Exercise:
Format the listing below, from its start through the line containing "pixel 318 210", as a two-column CSV with the columns text and answer. Give one row for each text with its answer, put each field in double quotes, and turn line breaks into spaces.

(Source records)
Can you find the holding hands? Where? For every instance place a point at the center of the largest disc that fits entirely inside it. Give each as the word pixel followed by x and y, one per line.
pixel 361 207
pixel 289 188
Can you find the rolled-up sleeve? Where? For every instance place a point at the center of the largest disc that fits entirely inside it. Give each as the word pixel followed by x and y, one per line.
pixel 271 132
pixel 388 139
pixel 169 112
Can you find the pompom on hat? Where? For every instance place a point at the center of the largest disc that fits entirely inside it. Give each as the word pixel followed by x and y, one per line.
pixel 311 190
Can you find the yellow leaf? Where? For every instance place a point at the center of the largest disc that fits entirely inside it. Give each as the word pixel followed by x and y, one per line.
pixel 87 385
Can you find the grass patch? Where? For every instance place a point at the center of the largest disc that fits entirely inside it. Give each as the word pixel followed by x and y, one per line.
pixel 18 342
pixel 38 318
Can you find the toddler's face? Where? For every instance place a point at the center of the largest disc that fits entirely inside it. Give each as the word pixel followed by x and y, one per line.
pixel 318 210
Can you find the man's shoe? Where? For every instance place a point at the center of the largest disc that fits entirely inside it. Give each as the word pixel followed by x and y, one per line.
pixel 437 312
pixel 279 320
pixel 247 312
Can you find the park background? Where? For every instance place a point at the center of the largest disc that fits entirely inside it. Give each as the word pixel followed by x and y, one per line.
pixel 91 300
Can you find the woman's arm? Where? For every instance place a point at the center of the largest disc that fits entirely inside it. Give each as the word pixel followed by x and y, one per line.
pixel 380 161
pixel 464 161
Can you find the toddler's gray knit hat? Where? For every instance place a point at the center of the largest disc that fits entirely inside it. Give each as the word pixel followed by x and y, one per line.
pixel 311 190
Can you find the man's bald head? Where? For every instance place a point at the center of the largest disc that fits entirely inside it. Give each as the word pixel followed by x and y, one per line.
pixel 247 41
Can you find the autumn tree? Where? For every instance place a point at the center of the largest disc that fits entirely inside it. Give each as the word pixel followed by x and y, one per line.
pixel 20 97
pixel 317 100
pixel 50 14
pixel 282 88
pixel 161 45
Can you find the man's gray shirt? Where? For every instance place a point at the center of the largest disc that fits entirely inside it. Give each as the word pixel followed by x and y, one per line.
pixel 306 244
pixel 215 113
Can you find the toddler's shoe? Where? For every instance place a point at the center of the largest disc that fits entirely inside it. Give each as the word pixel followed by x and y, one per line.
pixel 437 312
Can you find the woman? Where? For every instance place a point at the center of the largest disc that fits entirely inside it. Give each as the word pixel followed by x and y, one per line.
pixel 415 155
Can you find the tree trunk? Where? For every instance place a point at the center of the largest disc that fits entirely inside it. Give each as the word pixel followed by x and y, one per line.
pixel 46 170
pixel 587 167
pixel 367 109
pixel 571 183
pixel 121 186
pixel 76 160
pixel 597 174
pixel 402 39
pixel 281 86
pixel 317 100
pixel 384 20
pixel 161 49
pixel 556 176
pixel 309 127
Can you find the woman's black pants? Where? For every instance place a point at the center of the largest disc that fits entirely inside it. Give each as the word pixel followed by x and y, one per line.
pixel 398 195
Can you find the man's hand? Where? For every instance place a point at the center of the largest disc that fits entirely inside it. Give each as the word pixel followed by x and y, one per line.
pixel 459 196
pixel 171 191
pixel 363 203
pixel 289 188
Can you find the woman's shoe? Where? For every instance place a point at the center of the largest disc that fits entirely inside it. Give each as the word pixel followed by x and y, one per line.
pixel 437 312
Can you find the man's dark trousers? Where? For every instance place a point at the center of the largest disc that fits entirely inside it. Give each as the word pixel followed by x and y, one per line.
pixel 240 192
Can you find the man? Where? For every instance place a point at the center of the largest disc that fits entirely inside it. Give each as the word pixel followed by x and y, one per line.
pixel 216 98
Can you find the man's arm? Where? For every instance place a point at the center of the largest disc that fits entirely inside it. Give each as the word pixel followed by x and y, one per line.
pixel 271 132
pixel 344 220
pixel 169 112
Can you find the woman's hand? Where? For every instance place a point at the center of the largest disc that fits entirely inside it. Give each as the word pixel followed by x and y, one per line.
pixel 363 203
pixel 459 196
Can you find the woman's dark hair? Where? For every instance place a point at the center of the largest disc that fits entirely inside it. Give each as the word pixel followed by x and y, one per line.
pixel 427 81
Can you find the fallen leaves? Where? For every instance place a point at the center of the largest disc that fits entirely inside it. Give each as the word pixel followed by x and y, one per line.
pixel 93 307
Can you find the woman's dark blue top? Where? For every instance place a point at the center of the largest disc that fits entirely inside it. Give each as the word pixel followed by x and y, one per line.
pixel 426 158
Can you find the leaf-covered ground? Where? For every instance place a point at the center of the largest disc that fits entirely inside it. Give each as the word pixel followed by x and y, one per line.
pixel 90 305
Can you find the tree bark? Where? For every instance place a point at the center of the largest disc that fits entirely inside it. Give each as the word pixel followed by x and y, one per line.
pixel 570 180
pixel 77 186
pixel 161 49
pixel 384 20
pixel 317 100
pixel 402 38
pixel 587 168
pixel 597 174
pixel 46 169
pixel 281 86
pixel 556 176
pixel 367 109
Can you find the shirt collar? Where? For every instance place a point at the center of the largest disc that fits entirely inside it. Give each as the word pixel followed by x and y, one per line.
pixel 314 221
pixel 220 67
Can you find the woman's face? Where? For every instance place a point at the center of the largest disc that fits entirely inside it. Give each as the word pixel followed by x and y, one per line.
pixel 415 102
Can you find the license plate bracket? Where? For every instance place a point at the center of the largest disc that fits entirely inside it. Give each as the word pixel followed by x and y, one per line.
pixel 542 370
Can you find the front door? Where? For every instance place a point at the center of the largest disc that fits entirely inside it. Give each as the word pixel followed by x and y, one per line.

Task answer:
text,answer
"Can you find the holding hands? Where? For every instance place a point at the center of the largest disc that fits entirely inside it. Give each as the word pixel followed by x and y, one per line.","pixel 361 207 pixel 289 188"
"Can you find the rolled-up sleeve? Where? For every instance place a point at the center of the largest disc that fits entirely inside it. Give each as the word pixel followed by x and y, one per line.","pixel 271 132 pixel 388 139 pixel 169 112"
"Can you find the pompom on hat? Where? For every instance place a point at the center of the largest disc that fits entirely inside it. Give each as the word pixel followed by x and y, one per line.","pixel 311 190"
"Can you find the yellow leaf? Where? For every instance place a point at the center of the largest disc that fits entirely inside it. Give each as the word pixel followed by x and y, one per line.","pixel 87 385"
"Can you find the grass patch? Where? For every instance place a point at the center of the largest disc that fits entirely inside it. Give each as the word pixel followed by x and y, one per line.","pixel 18 342 pixel 38 318"
"Can you find the toddler's face? Where? For every instance place a point at the center of the largest disc that fits entirely inside it. Give each as the word pixel followed by x and y, one per line.","pixel 318 210"